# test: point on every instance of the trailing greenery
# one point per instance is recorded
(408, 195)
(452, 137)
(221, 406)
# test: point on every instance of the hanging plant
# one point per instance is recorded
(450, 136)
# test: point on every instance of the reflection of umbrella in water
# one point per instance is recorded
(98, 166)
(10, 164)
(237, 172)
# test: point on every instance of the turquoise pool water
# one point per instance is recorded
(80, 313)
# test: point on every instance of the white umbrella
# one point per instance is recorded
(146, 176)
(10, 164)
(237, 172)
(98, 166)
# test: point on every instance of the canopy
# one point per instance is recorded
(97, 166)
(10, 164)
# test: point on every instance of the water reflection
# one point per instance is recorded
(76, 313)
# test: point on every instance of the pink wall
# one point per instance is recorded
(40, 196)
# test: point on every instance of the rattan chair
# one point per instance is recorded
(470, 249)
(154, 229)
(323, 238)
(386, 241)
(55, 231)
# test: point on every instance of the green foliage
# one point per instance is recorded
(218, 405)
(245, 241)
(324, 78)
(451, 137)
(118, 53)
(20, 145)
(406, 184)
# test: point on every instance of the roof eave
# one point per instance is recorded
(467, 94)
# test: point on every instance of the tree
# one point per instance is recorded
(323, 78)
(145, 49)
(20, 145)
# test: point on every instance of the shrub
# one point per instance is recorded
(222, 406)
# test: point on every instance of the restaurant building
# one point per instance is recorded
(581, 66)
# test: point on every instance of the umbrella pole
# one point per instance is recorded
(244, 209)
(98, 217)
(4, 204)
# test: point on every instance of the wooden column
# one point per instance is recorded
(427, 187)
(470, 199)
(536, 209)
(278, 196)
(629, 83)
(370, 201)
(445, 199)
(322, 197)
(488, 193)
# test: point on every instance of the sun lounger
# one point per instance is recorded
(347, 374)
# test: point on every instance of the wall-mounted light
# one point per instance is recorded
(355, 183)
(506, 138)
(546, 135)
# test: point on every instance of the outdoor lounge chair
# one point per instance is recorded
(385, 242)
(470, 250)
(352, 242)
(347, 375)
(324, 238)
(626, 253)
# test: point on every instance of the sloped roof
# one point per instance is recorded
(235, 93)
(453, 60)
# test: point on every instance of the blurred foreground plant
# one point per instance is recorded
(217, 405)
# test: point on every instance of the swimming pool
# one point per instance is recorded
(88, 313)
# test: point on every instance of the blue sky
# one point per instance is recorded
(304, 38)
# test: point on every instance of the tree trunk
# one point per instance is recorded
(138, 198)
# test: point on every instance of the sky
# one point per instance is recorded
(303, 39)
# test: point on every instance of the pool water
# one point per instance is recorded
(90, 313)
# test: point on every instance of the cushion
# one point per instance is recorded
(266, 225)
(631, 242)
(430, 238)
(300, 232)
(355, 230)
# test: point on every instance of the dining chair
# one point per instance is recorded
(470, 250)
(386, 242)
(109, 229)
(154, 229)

────────────────

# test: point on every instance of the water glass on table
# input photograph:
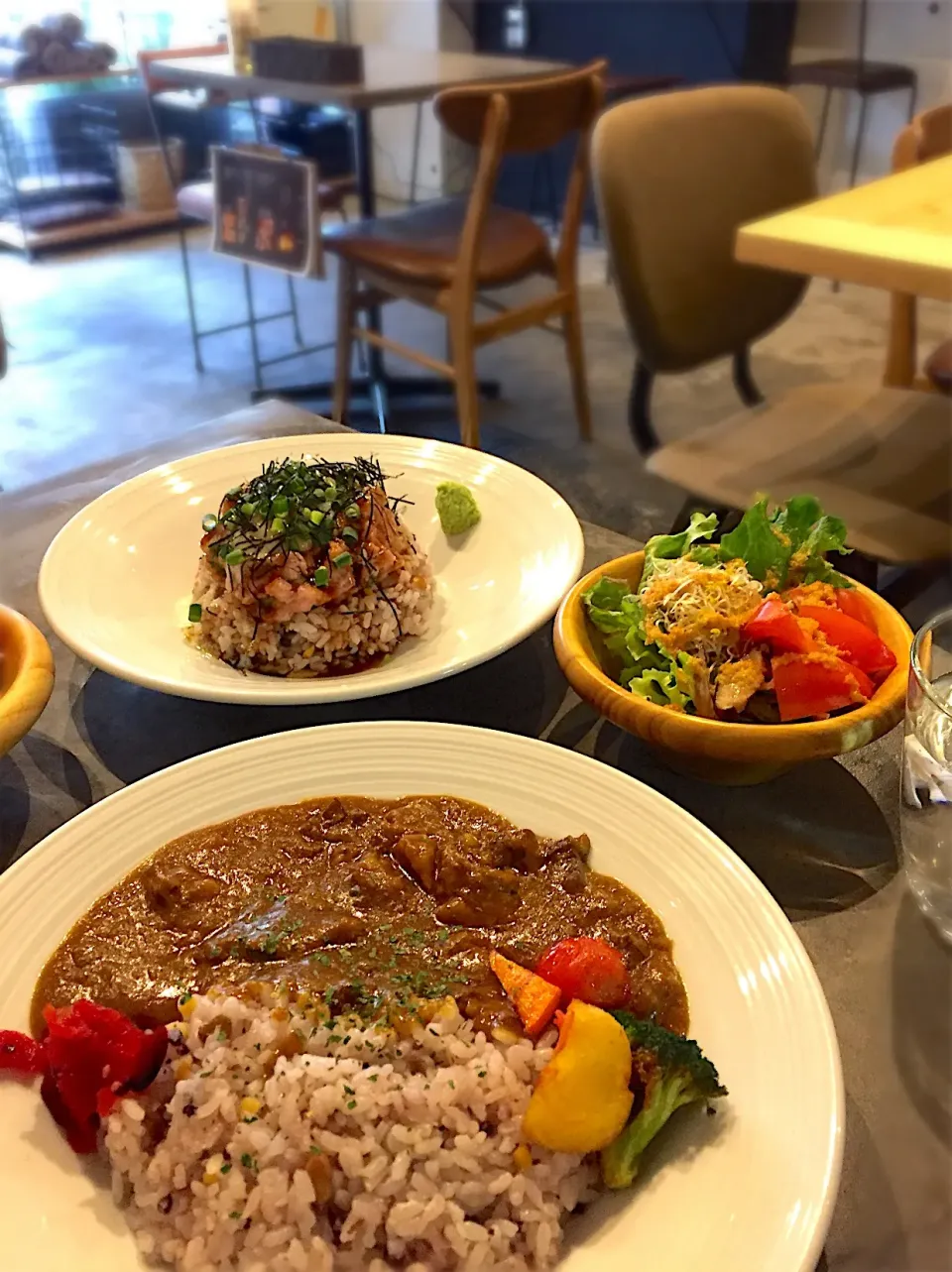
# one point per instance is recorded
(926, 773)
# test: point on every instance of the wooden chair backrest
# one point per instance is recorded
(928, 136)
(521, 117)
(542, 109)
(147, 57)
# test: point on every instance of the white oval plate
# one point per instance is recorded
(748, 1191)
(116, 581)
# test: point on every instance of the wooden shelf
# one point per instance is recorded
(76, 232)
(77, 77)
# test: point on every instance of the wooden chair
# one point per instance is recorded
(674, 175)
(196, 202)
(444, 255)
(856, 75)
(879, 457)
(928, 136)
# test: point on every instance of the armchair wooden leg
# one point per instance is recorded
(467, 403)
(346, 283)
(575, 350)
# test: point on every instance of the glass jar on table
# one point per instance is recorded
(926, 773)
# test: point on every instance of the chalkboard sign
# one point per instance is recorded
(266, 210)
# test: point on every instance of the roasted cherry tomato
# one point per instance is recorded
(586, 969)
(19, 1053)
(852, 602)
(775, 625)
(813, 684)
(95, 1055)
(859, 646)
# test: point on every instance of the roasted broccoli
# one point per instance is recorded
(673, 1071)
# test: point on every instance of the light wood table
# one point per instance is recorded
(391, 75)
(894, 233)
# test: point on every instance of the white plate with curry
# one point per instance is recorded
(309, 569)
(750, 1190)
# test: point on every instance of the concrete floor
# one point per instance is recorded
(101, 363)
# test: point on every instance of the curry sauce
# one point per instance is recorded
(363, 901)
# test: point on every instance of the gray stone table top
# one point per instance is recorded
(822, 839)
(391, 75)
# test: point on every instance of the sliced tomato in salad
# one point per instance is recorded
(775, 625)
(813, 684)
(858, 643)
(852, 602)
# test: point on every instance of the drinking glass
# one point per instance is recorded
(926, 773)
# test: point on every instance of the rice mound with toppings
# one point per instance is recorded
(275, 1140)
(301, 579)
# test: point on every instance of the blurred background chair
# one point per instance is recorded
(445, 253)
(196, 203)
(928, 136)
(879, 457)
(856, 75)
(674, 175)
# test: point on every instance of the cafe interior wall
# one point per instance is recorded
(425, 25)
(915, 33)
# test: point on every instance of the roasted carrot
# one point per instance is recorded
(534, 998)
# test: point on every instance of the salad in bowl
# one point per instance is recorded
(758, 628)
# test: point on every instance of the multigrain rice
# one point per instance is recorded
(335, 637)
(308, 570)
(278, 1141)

────────────────

Aim of the task ->
Set out the records as a Markdown table with the columns Number and Text, starting at the line that contains "# test: point on every instance of the multigrain" and ending at the line that contains "(278, 1141)". Give each line its own numbered row and leave out any blank lines.

Answer in full ->
| Number | Text |
|---|---|
| 1 | # test: point on every instance of the multigrain rice |
| 2 | # one point per instance is recorded |
| 3 | (335, 637) |
| 4 | (308, 570) |
| 5 | (278, 1141) |